Отрывок со страницы
Читаем Ф. Шопен полностью

Шопен не сравнивал своих страданий со страданиями этих великих людей; редкая исключительность, редкий блеск духовного источника побудил его считать их ни с чем не сравнимыми. Наедине с этой своей болью он не терял надежды превозмочь ее, помешать ей бросать свой мертвенно-бледный отблеск, свои взоры призрака без погребения на воздушные края, свежие, переливающиеся цветами радуги, как испарения весеннего утра, где он имел обыкновение встречаться со своей музой. Но, при всем своем желании искать в искусстве только чистый идеал восторгов первых лег, Шопен безотчетно вложил в свои творения отзвуки горестей, им несвойственных. Он мучил свою музу, заставляя говорить на языке сложных, утонченных, бесплодных мук, растворяющихся в лиризме, одновременно драматическом, элегическом и трагическом, чего, естественно, не могли предполагать его сюжеты и вложенное в них чувство.

Задание
Перепишите кусок отрывка о Шопене от «Читаем Ф. Шопен» до «в них чувство.» включительно и замените в нем «весеннего утра» на «летнего утра».

Исходный материал

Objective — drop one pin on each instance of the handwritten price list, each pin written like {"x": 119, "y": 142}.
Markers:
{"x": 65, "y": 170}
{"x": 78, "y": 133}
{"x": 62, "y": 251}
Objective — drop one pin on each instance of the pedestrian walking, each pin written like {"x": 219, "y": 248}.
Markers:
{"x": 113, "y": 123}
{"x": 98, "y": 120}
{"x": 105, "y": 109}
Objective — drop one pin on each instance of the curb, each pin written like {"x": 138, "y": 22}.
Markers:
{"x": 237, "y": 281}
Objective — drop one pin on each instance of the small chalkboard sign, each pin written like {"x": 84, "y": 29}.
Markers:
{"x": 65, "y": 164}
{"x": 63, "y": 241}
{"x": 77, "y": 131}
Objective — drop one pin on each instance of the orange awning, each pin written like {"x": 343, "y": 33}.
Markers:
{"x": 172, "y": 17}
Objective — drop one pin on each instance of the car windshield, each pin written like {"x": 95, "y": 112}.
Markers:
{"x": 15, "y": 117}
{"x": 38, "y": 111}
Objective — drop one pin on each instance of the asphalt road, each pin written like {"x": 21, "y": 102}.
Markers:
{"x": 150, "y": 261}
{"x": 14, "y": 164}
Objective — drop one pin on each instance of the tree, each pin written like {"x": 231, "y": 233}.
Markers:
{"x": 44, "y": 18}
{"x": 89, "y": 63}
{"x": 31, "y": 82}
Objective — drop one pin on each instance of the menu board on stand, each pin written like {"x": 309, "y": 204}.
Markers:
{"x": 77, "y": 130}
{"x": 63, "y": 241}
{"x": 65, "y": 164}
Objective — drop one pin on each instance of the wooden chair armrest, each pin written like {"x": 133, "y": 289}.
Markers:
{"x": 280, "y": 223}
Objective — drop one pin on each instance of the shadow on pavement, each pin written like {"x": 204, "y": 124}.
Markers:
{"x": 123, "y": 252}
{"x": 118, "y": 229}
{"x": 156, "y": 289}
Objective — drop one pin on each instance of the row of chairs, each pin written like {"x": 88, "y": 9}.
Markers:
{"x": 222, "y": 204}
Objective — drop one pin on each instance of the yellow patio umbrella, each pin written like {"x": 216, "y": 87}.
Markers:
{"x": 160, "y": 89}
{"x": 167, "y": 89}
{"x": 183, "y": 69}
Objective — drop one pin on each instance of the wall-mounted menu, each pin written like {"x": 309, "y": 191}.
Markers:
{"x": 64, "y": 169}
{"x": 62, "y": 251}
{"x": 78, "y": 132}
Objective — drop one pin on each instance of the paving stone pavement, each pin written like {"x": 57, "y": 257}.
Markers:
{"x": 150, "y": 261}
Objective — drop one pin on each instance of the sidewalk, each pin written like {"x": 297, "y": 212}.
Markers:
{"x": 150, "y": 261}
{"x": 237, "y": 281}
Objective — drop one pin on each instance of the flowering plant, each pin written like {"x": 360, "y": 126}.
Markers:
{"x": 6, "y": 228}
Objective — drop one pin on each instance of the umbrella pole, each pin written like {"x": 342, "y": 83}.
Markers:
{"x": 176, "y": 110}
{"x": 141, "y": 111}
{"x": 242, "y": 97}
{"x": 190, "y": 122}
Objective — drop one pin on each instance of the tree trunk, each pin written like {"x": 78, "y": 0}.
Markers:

Ответ
Читаем Ф. Шопен полностью

Шопен не сравнивал своих страданий со страданиями этих великих людей; редкая исключительность, редкий блеск духовного источника побудил его считать их ни с чем не сравнимыми. Наедине с этой своей болью он не терял надежды превозмочь ее, помешать ей бросать свой мертвенно-бледный отблеск, свои взоры призрака без погребения на воздушные края, свежие, переливающиеся цветами радуги, как испарения летнего утра, где он имел обыкновение встречаться со своей музой. Но, при всем своем желании искать в искусстве только чистый идеал восторгов первых лег, Шопен безотчетно вложил в свои творения отзвуки горестей, им несвойственных. Он мучил свою музу, заставляя говорить на языке сложных, утонченных, бесплодных мук, растворяющихся в лиризме, одновременно драматическом, элегическом и трагическом, чего, естественно, не могли предполагать его сюжеты и вложенное в них чувство.